• _Goal_
Can you copy out, word for word, the lines of the data below from the one containing "Each instance of the autumn" through the one containing "[(82, 29), (6, 29), (5, 26), (34, 103), (31, 28)]", both ends included?

• _Data in this exercise_
####################

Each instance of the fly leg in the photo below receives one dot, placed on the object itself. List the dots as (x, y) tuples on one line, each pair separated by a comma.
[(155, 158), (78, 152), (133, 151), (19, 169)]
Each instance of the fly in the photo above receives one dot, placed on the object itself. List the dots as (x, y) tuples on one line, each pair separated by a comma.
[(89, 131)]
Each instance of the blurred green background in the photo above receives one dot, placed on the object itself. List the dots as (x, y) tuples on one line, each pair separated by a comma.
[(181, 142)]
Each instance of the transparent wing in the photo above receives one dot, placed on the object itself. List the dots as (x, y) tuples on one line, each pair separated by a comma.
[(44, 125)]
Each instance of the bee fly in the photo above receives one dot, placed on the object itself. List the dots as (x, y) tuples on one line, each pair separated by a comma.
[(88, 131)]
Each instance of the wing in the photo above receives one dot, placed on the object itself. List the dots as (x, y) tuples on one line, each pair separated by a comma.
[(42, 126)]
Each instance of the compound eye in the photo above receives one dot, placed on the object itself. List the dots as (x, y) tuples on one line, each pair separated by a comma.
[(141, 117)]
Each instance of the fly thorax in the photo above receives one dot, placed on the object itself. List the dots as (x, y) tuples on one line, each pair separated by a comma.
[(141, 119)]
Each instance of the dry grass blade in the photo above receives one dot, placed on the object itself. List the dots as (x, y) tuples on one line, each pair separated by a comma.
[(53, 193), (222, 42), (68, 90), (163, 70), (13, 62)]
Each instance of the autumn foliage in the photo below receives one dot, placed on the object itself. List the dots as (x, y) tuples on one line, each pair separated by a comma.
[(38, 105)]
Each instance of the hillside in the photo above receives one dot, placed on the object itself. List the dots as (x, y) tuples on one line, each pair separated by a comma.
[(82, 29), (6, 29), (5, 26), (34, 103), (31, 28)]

####################

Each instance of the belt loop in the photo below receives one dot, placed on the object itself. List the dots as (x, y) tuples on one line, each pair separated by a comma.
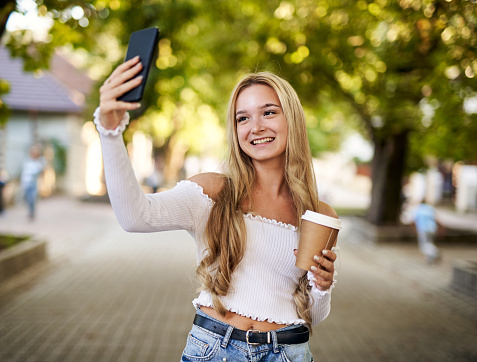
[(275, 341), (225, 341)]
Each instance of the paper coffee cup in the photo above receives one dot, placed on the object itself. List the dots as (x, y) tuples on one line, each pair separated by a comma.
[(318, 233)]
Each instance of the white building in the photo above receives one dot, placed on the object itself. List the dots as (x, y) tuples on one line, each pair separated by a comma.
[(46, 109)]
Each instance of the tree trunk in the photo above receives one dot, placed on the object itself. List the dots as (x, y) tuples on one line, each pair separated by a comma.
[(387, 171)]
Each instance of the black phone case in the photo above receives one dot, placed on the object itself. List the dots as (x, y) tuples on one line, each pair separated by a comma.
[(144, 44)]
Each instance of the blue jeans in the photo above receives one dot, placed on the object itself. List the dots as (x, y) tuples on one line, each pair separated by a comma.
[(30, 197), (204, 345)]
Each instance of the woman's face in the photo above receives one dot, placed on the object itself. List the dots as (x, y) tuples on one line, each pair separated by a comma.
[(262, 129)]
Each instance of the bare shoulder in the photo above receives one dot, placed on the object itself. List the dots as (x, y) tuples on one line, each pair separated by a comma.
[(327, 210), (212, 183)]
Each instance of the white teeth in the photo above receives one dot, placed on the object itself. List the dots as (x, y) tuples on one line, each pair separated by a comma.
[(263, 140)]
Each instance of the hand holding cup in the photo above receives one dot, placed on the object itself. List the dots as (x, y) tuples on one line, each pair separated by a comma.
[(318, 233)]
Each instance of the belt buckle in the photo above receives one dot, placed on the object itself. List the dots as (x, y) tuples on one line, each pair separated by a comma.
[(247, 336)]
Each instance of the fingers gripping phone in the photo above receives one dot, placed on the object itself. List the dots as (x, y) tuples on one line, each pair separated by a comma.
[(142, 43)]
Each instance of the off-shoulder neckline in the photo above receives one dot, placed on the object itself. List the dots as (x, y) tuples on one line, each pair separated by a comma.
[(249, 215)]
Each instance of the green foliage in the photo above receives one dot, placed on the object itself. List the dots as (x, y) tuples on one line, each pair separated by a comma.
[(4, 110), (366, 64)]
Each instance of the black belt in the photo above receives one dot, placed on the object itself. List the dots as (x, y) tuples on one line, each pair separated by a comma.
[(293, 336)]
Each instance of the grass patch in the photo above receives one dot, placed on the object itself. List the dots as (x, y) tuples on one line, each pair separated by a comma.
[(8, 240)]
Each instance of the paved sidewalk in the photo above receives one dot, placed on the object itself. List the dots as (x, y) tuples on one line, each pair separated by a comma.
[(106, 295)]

####################

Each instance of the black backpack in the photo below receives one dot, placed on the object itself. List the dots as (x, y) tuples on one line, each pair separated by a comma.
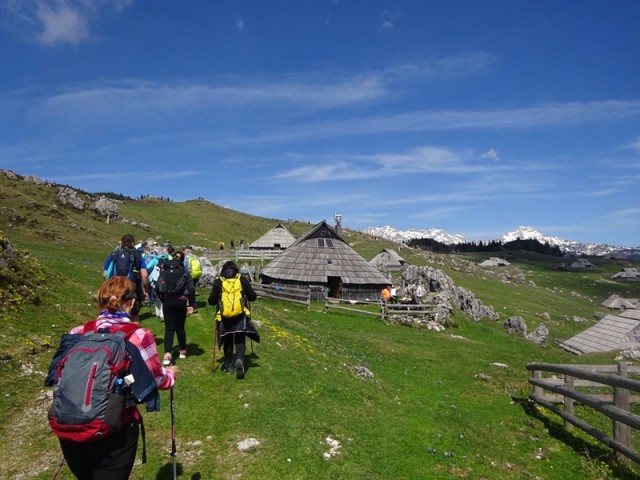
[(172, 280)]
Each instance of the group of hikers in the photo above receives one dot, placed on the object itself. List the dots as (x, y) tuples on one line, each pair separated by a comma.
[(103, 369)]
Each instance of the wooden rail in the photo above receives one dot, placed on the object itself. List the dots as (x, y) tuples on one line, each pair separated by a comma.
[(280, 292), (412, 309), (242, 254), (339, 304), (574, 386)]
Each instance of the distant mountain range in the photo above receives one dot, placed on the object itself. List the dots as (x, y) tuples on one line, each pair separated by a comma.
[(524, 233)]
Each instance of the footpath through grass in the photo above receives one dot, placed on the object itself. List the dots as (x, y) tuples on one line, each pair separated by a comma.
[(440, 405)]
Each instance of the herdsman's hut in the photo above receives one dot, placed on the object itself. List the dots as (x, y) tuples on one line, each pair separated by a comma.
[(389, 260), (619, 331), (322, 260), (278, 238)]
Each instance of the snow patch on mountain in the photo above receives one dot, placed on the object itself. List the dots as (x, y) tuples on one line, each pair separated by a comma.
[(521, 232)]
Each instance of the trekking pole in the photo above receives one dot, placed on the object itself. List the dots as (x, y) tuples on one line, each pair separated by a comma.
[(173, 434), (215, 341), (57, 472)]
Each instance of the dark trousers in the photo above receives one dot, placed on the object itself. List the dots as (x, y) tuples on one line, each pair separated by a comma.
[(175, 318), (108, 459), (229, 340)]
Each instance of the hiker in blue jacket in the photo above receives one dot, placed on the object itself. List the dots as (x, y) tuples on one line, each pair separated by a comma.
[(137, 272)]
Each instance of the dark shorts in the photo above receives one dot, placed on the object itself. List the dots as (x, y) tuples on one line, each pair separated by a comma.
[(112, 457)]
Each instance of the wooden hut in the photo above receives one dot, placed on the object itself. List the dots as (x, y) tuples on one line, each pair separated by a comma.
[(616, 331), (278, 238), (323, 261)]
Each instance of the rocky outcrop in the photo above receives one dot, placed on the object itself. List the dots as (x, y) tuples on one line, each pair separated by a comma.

####################

• _Correct output_
Each instance of the autumn foliage in the photo below receives one dot, placed on the object itself. List the dots as (x, y) tuples on one line, each pair separated by a comma.
[(38, 105)]
Each instance of the hillside in the photo above receives one dot, placed on the object itself. List the dots as (x, y) tuples on one line, each pair separated by a comma.
[(82, 29), (6, 29), (5, 26), (34, 103), (31, 28)]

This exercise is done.